Written exercise → Repeat word for word the lines of the data starting at the line that contains "the wispy cloud?" and ending at the last line of the data, including both.

Material for this exercise →
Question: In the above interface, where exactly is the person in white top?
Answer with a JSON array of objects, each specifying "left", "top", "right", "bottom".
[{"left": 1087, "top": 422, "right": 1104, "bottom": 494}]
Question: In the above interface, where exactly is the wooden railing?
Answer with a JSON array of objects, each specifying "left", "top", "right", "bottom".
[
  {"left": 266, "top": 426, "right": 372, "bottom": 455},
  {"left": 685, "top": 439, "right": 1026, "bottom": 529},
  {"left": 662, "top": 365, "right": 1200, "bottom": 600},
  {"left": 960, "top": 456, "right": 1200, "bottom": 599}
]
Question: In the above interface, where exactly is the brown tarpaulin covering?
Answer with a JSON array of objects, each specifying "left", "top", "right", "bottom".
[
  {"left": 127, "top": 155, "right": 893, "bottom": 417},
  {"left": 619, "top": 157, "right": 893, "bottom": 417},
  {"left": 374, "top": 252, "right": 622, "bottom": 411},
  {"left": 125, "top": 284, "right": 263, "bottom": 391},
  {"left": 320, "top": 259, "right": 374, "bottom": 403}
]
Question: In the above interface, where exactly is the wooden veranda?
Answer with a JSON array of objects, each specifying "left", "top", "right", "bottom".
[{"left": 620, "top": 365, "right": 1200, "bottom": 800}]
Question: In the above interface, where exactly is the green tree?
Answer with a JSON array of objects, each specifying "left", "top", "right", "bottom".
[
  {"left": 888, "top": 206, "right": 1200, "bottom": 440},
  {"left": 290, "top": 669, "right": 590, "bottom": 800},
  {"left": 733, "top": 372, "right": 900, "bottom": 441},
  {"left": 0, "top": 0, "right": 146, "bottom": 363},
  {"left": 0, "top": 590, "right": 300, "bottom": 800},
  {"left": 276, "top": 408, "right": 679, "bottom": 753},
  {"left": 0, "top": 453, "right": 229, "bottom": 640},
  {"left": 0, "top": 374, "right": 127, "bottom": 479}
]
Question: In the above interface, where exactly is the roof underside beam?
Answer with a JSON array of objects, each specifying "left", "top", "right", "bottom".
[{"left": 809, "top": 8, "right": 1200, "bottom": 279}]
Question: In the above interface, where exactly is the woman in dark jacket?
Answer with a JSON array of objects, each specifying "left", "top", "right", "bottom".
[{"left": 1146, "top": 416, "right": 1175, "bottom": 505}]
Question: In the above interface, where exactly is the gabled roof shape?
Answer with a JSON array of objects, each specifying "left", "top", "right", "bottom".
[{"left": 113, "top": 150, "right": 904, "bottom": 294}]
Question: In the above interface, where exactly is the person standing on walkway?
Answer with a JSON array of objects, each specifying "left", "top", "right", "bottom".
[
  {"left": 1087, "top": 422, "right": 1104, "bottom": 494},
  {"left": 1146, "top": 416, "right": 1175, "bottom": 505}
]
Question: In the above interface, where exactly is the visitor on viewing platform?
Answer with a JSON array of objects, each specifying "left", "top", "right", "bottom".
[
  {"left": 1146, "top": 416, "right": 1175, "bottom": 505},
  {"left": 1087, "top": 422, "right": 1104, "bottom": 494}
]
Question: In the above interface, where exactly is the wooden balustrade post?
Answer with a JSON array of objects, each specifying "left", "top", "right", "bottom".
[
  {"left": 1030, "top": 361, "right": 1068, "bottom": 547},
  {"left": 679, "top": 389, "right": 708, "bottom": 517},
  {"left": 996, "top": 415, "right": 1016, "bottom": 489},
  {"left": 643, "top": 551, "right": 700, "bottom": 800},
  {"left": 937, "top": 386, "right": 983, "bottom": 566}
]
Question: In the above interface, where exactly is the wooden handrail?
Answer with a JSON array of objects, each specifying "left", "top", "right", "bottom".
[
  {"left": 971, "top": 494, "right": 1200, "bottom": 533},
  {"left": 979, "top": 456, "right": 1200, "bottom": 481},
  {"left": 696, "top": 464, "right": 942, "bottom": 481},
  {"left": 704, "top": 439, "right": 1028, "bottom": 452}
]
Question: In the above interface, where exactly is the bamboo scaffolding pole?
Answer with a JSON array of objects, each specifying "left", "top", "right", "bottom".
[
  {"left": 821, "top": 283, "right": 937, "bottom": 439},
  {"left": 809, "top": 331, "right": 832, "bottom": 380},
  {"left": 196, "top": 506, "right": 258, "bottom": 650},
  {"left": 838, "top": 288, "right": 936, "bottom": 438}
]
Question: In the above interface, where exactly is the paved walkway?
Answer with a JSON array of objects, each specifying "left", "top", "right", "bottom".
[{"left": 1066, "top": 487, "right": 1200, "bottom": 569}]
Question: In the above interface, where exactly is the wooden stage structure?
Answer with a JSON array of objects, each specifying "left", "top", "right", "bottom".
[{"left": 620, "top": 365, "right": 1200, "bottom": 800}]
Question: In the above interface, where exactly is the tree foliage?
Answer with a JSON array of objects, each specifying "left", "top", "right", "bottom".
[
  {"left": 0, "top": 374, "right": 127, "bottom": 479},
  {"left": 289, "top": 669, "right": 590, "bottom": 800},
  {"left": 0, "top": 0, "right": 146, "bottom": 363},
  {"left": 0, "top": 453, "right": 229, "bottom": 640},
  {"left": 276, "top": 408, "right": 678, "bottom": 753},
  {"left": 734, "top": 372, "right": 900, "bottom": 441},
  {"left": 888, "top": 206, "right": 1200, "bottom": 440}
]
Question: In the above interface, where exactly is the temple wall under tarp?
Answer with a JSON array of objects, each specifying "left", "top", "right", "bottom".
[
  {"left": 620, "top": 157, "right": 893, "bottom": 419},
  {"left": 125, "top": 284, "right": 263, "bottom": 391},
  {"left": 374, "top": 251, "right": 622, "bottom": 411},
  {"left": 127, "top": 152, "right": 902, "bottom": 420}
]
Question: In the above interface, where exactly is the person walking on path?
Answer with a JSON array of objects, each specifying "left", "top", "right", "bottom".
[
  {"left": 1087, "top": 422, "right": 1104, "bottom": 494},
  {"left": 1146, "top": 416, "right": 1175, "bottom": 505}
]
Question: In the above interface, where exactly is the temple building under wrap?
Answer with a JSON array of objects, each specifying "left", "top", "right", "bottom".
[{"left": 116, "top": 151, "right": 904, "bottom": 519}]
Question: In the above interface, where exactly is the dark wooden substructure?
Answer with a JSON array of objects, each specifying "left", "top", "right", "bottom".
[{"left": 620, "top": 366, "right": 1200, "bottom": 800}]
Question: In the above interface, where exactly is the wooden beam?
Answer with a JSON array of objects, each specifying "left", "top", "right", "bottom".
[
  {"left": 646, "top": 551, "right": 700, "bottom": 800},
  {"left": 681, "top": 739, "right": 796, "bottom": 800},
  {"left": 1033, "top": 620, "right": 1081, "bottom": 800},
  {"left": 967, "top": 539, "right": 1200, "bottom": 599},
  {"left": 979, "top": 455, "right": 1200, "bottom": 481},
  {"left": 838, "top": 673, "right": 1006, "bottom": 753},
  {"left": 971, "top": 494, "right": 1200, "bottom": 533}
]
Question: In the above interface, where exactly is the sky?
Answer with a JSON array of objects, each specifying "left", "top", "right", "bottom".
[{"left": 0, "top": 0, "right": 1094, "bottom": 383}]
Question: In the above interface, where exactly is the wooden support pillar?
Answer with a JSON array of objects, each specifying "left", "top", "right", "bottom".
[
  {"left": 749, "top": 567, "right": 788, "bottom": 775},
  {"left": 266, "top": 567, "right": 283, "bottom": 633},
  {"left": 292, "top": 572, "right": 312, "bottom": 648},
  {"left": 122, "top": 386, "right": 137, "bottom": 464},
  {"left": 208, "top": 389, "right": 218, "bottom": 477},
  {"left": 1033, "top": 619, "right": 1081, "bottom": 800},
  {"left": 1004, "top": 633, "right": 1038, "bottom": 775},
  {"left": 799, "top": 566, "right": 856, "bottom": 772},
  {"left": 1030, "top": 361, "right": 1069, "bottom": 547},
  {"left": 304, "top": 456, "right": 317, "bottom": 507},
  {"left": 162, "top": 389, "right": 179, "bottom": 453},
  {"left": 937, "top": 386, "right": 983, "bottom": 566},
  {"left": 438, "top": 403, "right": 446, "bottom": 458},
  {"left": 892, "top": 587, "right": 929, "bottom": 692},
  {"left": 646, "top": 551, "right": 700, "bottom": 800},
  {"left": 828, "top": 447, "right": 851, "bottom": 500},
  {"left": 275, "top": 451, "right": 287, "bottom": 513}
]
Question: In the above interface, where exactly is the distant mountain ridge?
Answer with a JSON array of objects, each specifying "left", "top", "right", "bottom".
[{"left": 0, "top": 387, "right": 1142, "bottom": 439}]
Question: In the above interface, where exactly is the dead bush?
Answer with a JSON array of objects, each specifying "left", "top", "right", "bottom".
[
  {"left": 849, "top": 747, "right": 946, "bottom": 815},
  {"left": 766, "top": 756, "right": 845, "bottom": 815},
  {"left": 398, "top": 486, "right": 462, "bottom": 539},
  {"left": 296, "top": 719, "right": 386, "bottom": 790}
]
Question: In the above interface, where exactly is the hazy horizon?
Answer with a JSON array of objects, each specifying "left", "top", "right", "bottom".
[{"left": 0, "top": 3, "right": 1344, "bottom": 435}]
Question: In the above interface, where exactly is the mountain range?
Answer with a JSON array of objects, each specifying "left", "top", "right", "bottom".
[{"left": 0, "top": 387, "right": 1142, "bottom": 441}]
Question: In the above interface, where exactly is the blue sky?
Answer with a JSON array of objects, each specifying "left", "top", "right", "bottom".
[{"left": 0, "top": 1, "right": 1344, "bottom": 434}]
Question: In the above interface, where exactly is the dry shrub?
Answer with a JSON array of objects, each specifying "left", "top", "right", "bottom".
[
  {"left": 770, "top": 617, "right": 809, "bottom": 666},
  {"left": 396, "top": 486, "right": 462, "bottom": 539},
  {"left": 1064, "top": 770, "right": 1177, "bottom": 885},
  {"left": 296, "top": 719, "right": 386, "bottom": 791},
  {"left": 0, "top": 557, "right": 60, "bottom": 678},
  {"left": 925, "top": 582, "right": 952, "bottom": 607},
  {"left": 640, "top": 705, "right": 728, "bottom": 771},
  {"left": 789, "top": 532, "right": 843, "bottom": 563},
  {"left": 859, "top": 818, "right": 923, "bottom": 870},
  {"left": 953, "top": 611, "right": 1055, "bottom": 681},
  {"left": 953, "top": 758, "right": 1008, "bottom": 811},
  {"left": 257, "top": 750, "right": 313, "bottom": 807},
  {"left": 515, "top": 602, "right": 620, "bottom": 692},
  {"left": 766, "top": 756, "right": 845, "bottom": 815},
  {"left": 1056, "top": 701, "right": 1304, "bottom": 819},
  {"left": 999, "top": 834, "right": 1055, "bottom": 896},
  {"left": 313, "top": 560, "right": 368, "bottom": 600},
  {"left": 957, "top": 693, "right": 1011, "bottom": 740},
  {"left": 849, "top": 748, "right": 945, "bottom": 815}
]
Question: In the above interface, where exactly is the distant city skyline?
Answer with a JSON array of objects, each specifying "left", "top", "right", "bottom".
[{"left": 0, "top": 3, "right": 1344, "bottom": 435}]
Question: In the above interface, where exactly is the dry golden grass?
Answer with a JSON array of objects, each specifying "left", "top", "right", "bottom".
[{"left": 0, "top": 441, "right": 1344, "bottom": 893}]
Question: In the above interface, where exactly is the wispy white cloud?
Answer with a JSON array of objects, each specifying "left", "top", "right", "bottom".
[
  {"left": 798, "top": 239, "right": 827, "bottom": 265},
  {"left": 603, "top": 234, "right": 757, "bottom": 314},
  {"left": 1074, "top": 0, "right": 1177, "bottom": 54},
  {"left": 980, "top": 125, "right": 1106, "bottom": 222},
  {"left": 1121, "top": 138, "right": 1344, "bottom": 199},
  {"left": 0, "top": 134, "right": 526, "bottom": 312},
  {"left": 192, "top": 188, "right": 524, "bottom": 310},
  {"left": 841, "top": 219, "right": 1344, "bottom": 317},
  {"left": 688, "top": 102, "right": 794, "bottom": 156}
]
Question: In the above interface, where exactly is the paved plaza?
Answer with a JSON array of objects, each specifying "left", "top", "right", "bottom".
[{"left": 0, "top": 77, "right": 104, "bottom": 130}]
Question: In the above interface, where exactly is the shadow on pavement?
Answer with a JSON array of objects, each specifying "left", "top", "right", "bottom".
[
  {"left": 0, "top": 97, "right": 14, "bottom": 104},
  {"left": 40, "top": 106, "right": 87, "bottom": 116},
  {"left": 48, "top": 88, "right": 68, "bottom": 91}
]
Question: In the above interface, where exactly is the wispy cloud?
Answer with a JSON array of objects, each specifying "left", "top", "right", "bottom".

Written solution →
Question: In the above interface, where exactly is the wispy cloud?
Answer with a JSON array of objects, each specifying "left", "top", "right", "bottom".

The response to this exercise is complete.